(Required action): Every line of the records that holds the word "below" should be copied.
——————
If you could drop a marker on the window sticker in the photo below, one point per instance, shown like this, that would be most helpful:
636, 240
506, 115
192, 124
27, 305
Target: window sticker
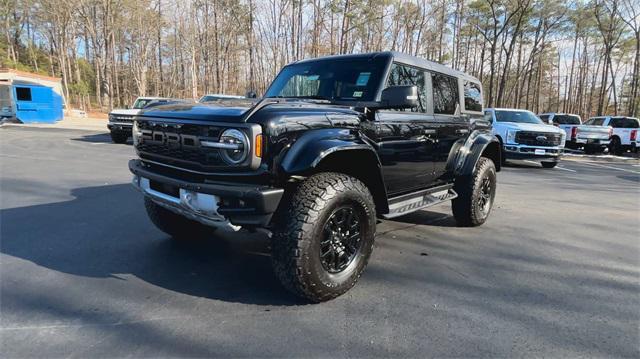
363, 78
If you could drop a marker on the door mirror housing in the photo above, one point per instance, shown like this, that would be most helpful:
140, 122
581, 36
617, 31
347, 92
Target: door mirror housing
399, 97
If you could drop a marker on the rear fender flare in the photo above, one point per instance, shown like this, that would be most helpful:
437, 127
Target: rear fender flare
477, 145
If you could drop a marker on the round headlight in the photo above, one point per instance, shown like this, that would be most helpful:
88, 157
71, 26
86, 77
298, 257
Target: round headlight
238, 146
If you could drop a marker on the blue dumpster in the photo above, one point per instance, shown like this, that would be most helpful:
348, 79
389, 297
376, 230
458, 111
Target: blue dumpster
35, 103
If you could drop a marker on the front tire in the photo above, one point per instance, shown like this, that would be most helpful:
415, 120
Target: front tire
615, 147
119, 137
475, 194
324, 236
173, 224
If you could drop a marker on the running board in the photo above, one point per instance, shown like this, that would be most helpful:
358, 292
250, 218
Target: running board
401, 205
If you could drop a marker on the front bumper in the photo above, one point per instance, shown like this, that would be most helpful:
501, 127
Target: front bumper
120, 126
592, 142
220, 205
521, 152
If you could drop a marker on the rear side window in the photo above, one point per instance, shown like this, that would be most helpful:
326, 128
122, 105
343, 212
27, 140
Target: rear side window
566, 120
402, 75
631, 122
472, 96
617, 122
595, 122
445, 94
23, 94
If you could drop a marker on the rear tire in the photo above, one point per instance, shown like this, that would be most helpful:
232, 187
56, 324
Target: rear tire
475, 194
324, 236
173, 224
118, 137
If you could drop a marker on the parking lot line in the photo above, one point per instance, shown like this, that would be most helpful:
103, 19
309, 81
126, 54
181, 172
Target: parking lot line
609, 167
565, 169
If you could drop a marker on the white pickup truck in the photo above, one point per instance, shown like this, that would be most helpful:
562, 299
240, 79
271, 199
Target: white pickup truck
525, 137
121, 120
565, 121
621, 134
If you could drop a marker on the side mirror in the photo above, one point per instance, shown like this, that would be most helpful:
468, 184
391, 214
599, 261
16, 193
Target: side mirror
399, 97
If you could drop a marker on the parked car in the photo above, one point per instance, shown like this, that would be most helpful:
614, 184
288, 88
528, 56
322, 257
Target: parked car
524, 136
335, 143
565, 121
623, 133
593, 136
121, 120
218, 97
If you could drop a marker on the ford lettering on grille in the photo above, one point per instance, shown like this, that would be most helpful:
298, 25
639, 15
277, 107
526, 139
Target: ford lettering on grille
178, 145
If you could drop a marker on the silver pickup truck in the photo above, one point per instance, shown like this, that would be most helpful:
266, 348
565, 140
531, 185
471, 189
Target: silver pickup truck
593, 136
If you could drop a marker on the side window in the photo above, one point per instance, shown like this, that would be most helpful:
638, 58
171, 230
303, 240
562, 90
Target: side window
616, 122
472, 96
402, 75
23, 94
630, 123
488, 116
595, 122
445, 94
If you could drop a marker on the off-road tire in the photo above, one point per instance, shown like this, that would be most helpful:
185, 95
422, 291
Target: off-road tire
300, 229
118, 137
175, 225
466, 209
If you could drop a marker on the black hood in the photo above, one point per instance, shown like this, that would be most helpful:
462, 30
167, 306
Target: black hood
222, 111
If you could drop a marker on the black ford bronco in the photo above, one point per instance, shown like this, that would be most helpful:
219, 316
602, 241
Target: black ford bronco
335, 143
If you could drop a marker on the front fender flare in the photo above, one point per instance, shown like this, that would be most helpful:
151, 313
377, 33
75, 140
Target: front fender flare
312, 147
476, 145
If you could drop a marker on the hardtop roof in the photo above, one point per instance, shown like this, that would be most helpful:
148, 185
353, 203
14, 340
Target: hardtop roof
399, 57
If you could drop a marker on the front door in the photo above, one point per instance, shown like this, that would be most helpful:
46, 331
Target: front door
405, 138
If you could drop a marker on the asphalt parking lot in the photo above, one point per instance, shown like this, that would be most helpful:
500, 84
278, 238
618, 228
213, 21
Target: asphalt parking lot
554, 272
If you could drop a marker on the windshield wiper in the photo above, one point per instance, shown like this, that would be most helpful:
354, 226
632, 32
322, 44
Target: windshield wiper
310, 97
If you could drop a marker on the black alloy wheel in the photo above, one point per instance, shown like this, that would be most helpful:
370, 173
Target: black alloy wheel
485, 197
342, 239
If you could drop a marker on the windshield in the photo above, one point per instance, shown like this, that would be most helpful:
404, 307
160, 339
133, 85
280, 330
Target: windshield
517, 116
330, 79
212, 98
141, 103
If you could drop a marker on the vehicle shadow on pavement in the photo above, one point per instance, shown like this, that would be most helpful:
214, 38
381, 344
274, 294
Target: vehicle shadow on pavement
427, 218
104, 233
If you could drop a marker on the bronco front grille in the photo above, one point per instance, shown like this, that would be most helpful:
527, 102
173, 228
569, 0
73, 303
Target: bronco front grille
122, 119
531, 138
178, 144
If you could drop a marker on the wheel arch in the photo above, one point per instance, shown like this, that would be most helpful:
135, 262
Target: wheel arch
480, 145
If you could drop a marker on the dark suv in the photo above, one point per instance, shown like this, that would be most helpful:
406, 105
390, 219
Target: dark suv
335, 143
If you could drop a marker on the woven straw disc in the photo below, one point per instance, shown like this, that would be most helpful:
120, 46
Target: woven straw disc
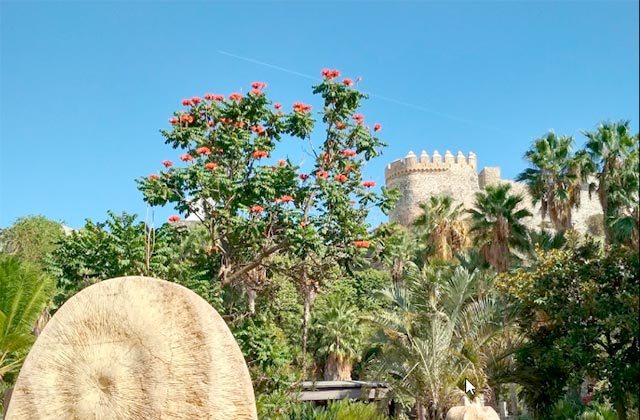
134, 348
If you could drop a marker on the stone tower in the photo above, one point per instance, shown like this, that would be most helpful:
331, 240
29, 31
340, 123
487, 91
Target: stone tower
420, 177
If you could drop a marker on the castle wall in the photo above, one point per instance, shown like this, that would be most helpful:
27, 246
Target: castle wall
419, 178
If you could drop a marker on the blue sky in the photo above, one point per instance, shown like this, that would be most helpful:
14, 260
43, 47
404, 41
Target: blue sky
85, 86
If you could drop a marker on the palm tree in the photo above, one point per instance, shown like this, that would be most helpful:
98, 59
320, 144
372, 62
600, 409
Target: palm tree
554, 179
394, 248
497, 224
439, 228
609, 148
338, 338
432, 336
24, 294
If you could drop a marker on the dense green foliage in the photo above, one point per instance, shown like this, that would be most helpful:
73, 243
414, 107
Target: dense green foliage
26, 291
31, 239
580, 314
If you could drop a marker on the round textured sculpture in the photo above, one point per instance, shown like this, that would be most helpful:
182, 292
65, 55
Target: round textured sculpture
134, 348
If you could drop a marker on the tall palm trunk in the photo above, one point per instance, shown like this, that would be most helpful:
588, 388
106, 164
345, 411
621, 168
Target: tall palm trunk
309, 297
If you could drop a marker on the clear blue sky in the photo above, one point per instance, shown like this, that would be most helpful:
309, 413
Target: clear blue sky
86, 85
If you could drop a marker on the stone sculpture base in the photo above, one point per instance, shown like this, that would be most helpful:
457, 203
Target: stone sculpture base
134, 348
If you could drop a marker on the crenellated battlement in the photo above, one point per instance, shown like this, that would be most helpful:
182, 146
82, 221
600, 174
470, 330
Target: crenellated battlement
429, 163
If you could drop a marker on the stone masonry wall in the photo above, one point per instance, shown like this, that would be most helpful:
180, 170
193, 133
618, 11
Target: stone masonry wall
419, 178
——————
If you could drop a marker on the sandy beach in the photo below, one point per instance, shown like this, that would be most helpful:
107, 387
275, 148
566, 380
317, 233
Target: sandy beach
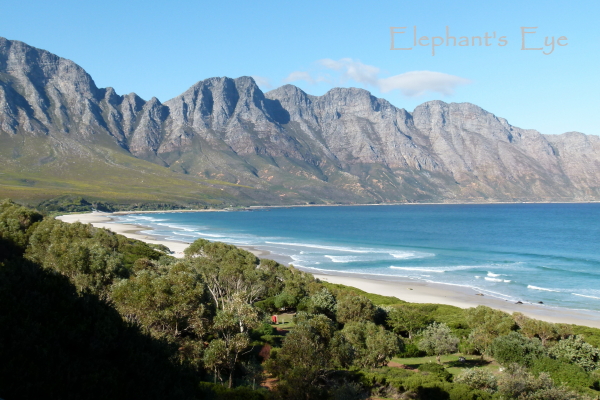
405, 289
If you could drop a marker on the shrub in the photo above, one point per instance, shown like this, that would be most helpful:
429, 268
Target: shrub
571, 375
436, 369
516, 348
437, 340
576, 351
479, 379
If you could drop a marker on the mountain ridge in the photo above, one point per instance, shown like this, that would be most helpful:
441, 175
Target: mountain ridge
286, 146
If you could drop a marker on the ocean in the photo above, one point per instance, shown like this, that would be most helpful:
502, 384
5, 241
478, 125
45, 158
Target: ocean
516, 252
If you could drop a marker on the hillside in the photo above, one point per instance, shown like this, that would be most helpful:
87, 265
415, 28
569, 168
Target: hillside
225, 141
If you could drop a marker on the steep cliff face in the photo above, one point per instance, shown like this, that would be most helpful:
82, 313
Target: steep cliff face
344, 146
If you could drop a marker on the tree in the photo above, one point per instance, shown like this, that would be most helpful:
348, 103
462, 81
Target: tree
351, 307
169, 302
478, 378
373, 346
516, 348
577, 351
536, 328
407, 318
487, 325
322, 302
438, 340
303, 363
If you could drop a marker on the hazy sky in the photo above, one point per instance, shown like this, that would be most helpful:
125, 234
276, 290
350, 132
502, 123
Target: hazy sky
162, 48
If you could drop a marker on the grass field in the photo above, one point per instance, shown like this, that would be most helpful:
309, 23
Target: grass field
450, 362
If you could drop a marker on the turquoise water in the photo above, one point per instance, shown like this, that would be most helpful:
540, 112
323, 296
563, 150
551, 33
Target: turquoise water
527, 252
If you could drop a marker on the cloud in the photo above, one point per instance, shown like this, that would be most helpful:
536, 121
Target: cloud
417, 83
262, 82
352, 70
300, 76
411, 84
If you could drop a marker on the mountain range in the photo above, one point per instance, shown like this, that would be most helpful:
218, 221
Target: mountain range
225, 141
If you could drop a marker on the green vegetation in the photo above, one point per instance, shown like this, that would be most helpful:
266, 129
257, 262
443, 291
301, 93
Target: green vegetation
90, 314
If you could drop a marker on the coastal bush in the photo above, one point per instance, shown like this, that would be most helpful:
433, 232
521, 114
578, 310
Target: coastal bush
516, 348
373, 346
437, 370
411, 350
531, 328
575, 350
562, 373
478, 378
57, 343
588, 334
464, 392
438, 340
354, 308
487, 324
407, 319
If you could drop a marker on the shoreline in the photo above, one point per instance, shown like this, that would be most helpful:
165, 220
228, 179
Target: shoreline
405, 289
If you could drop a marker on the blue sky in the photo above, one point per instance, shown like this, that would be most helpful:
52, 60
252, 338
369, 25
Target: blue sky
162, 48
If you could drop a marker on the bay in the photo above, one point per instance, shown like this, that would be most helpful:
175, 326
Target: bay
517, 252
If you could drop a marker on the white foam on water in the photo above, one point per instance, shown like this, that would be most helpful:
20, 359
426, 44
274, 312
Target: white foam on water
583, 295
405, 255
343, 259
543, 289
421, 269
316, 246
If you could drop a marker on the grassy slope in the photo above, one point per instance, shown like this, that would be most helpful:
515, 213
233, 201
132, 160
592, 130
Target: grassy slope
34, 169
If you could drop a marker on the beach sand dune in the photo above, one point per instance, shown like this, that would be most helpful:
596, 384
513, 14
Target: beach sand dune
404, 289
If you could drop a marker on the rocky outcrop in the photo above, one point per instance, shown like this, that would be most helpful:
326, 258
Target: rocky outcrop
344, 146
——————
(Result of the exercise):
If you could drop a marker on the window sticker in the photo below, one point per instance, shown like this, that would be most helpful:
If you could drop a marker on the woven straw disc in the photo below, one point per instance, shown like this, that would be most helpful:
If you could drop a marker on the sandy beach in the photo below, one point per instance, shown like this, that would be most helpful:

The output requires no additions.